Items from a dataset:
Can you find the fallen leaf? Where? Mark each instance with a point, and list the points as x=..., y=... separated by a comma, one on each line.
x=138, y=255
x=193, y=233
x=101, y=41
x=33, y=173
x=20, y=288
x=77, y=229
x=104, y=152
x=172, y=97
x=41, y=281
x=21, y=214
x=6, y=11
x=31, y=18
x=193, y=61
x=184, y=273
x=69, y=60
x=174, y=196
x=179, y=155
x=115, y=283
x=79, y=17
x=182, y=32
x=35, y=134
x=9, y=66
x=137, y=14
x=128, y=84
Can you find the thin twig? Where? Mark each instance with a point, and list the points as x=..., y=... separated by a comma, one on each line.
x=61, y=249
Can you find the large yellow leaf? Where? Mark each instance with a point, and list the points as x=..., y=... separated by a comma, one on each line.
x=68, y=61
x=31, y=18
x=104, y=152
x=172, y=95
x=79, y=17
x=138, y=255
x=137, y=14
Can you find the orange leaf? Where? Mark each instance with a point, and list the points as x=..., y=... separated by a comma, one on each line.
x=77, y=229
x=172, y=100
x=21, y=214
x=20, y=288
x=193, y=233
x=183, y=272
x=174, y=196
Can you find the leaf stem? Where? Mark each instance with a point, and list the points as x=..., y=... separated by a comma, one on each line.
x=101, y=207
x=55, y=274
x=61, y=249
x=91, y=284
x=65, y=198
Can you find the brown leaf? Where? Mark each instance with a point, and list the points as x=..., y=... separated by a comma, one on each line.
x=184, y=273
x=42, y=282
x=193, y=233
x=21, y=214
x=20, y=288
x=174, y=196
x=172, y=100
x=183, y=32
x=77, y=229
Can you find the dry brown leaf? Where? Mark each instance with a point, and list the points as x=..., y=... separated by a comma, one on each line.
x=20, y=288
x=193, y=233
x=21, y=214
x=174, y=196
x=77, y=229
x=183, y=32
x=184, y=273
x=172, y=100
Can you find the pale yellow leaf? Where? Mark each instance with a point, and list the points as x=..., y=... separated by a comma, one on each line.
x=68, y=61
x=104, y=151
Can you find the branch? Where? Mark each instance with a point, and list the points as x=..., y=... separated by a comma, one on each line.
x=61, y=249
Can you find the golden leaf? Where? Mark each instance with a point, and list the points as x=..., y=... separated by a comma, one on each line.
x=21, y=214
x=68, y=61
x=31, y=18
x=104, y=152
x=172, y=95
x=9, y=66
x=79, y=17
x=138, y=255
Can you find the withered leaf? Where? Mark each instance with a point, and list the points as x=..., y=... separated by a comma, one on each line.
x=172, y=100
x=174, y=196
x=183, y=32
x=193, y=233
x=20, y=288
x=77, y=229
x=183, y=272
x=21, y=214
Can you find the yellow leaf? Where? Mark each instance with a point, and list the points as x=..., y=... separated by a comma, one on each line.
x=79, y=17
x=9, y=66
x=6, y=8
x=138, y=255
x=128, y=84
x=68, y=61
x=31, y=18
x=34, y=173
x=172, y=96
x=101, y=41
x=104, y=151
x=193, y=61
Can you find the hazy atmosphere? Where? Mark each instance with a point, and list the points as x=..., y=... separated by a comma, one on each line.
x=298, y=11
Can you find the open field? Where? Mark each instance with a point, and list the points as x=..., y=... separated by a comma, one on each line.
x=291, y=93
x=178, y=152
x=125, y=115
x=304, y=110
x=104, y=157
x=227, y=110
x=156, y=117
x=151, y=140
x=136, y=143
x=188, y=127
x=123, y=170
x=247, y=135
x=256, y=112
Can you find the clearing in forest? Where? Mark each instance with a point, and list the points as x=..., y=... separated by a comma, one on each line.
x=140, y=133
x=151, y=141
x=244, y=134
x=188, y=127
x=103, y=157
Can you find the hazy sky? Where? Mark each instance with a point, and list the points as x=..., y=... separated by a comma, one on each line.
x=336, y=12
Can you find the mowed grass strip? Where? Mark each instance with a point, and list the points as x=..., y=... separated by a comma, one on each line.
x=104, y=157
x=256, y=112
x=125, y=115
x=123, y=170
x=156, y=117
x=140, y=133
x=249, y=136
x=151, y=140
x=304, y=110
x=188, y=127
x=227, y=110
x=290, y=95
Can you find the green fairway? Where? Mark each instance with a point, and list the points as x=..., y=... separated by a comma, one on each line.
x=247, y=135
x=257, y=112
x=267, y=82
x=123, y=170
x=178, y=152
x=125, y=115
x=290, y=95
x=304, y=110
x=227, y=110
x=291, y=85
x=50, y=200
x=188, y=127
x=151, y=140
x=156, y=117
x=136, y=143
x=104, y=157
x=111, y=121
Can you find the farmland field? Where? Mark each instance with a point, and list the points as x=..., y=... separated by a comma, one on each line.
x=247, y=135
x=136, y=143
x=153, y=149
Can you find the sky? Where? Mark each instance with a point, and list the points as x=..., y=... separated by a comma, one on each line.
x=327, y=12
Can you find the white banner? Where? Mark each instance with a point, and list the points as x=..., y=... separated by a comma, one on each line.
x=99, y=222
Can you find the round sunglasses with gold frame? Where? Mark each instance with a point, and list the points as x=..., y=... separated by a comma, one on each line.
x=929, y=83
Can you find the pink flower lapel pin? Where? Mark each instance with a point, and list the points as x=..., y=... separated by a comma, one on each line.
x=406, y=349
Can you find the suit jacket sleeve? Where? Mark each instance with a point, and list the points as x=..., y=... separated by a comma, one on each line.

▶ **Task instructions**
Print each record word for word.

▶ **Solved exercise**
Can you find the fallen leaf? Where? Mark each instance with a point, and list the points as x=..., y=... separated by a comma, one on each line.
x=138, y=255
x=193, y=233
x=101, y=41
x=33, y=173
x=20, y=288
x=77, y=229
x=104, y=152
x=172, y=97
x=41, y=281
x=21, y=214
x=6, y=11
x=31, y=18
x=193, y=61
x=184, y=273
x=69, y=60
x=174, y=196
x=179, y=155
x=115, y=283
x=79, y=17
x=182, y=32
x=35, y=134
x=9, y=66
x=137, y=14
x=128, y=84
Can you find the thin twig? Where? Mark each instance with a point, and list the points as x=..., y=... separated by a comma, one on each line.
x=61, y=249
Can you find the large yellow leaf? Where? Mark each instance with a point, and list the points as x=..., y=... separated by a comma, one on each line.
x=68, y=61
x=31, y=18
x=104, y=152
x=172, y=95
x=79, y=17
x=138, y=255
x=137, y=14
Can you find the orange leaf? Where? Mark each instance with a point, and list the points as x=..., y=... separated by a comma, one on each line.
x=77, y=229
x=172, y=100
x=21, y=214
x=20, y=288
x=193, y=233
x=183, y=272
x=174, y=196
Can you find the leaf stem? Where? Mark each instance with a point, and list the points as x=..., y=... separated by a comma, one on each line.
x=101, y=207
x=55, y=274
x=61, y=249
x=91, y=284
x=65, y=198
Can you find the brown leaf? Where? Mark each instance with a point, and list the points as x=..., y=... separated by a comma, one on each line.
x=184, y=273
x=42, y=282
x=193, y=233
x=21, y=214
x=20, y=288
x=174, y=196
x=172, y=100
x=183, y=32
x=77, y=229
Can you find the dry brown leaf? Where? Mark each instance with a point, and list the points as x=..., y=... separated by a comma, one on each line.
x=20, y=288
x=193, y=233
x=21, y=214
x=174, y=196
x=77, y=229
x=183, y=32
x=184, y=273
x=172, y=100
Can you find the pale yellow leaf? Where? Mark each instance with a point, and list the points as x=..., y=... separated by a comma, one on each line.
x=68, y=61
x=104, y=151
Can you find the branch? Where? Mark each instance with a point, and list the points as x=..., y=... separated by a comma, one on each line.
x=61, y=249
Can you find the golden leaf? Where? Mark each instance with a point, and list the points as x=..., y=... separated by a comma, one on each line.
x=21, y=214
x=68, y=61
x=31, y=18
x=104, y=152
x=172, y=95
x=9, y=66
x=79, y=17
x=138, y=255
Can you find the withered leaf? Where? Mark each instance with a point, and list the points as x=..., y=... separated by a comma, one on each line.
x=172, y=100
x=174, y=196
x=183, y=32
x=193, y=233
x=20, y=288
x=77, y=229
x=183, y=272
x=21, y=214
Can you find the yellow leaf? Where? Mark each instance with a point, and list the points as x=..., y=... separated by a comma, one on each line.
x=79, y=17
x=9, y=66
x=6, y=8
x=138, y=255
x=128, y=84
x=68, y=61
x=31, y=18
x=34, y=173
x=172, y=96
x=101, y=41
x=104, y=151
x=193, y=61
Can you find the hazy atmosphere? Where? Mark each instance with a point, and list the points as x=..., y=... separated by a comma, one on each line.
x=298, y=11
Can you find the open field? Where? Mark each instance with a point, and list the points as x=..., y=... separated by a comma, one on each line.
x=291, y=93
x=178, y=152
x=125, y=115
x=304, y=110
x=104, y=157
x=227, y=110
x=156, y=117
x=151, y=140
x=136, y=143
x=188, y=127
x=123, y=170
x=247, y=135
x=256, y=112
Can you find the clearing in forest? Where? Mark each instance with a point, and list the points as x=..., y=... separated by a comma, one on each line.
x=140, y=133
x=151, y=141
x=244, y=134
x=188, y=127
x=103, y=157
Can you find the hazy sky? Where? Mark each instance with a point, and list the points as x=..., y=... separated by a comma, one on each line.
x=336, y=12
Can you find the mowed grass strip? Where? Mark each instance with a point, and list the points as x=..., y=... separated by a comma, one on each line.
x=104, y=157
x=256, y=112
x=125, y=115
x=123, y=170
x=156, y=117
x=140, y=133
x=249, y=136
x=151, y=140
x=304, y=110
x=188, y=127
x=227, y=110
x=290, y=95
Can you find the green fairway? Where? Mark each instance with a point, and list the points as x=..., y=... separated by a comma, one on each line.
x=247, y=135
x=257, y=112
x=267, y=82
x=123, y=170
x=178, y=152
x=125, y=115
x=290, y=95
x=304, y=110
x=227, y=110
x=291, y=85
x=50, y=200
x=188, y=127
x=151, y=140
x=156, y=117
x=136, y=143
x=104, y=157
x=111, y=121
Can you find the farmland field? Where? Mark each instance with a point, and list the points as x=..., y=... separated by a comma, one on each line.
x=247, y=135
x=136, y=143
x=153, y=149
Can you find the sky? Where? Mark each instance with a point, and list the points as x=..., y=... separated by a comma, one on each line.
x=327, y=12
Can you find the white banner? Where? Mark each instance with a point, and list the points as x=..., y=... separated by a comma, one on each line.
x=99, y=222
Can you find the round sunglasses with gold frame? Where? Mark each instance with a point, and list the points as x=..., y=... separated by a comma, one on each line.
x=929, y=83
Can you find the pink flower lapel pin? Where? Mark each instance with a point, and list the points as x=..., y=... separated by a comma, one on each line.
x=406, y=349
Can you find the suit jacket sleeve? Where? Mark each instance with a point, and list the points as x=..., y=... separated by a comma, one on each line.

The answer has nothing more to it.